### Alıntı
Bakıyorum.
Spor İl Müdürü’nün görevden alınmasının ardından -hemde bir ihale nedeniyle- gözleri tekrar bürokratlara çevirdi.
Herkes o tarafa doğru yoğunlaşırken ben tam tersinden bakmaktan yanayım.
Yani Ak Parti!
Yani siyasi irade!
Atayan onlar.
Sırf havalimanında şiir yazdı, methiyeler dizdi, yağdanlıkta yağ bırakmadı diye müdür yapan da onlar değil mi?
Liyakatına bakmadan sırf milletvekili aday adayı oluyor diye boş koltuk bulan onlar değil mi?
Bunun gibi konularda objektif bakış açısı ararım..
Böyle her kesimden görüş alış verişi yaptığım, istişarede bulunduğum bir kaç isim olmuştur.
Partisi o’su, busu farketmez.
Onlardan biriyle; Merkez sağ ekseninde derin bir Ak Partili isimle sohbet ettim.
‘Neler oluyor?’ dedim..
‘Daha da kötüleri olabilir’ dedi..
######
### Girdi malzemesi
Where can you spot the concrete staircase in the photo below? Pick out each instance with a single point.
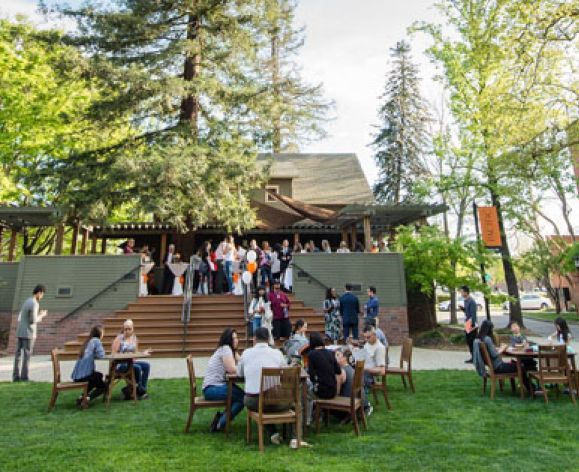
(158, 324)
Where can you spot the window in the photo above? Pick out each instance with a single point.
(272, 188)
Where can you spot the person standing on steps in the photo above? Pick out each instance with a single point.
(470, 320)
(26, 332)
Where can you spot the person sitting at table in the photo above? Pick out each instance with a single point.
(252, 361)
(486, 336)
(562, 335)
(298, 340)
(127, 342)
(375, 362)
(85, 369)
(223, 362)
(325, 374)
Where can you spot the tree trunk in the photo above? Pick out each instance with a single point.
(515, 314)
(190, 103)
(276, 143)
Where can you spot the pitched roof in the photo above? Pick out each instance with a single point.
(318, 179)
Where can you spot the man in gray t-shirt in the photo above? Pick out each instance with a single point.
(26, 332)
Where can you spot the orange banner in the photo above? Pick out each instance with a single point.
(489, 224)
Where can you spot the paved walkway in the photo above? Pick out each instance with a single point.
(423, 359)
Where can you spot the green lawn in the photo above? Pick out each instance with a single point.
(551, 315)
(446, 425)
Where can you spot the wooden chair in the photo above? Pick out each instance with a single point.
(351, 405)
(380, 385)
(494, 377)
(279, 390)
(115, 377)
(58, 385)
(403, 371)
(196, 402)
(554, 369)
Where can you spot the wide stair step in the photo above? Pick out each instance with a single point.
(158, 324)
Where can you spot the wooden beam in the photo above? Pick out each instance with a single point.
######
## Yapılacak görevler
a - Alıntıyı iki cümleyle özetleyin.
b - Kayıtlarda "Where can you spot the green" ifadesini içeren satırdan kayıtların sonuna kadar her şeyi, "single point" yerine "single dot" koyarak yeniden yazın. Başka hiçbir şeyi değiştirmeyin.

## Görev yanıtları
a - Yazar, Spor İl Müdürü'nün bir ihale nedeniyle görevden alınmasının ardından gözlerin yeniden bürokratlara çevrildiğini, kendisinin ise atamaları yapan Ak Parti'ye, yani siyasi iradeye bakmaktan yana olduğunu söylüyor. Merkez sağ ekseninde derin bir Ak Partili isme neler olduğunu sorduğunda, bu kişi daha da kötülerinin olabileceğini söylüyor.

b -
Where can you spot the green lawn in the photo above? Pick out each instance with a single dot.
(551, 315)
(446, 425)
Where can you spot the wooden chair in the photo above? Pick out each instance with a single dot.
(351, 405)
(380, 385)
(494, 377)
(279, 390)
(115, 377)
(58, 385)
(403, 371)
(196, 402)
(554, 369)
Where can you spot the wide stair step in the photo above? Pick out each instance with a single dot.
(158, 324)
Where can you spot the wooden beam in the photo above? Pick out each instance with a single dot.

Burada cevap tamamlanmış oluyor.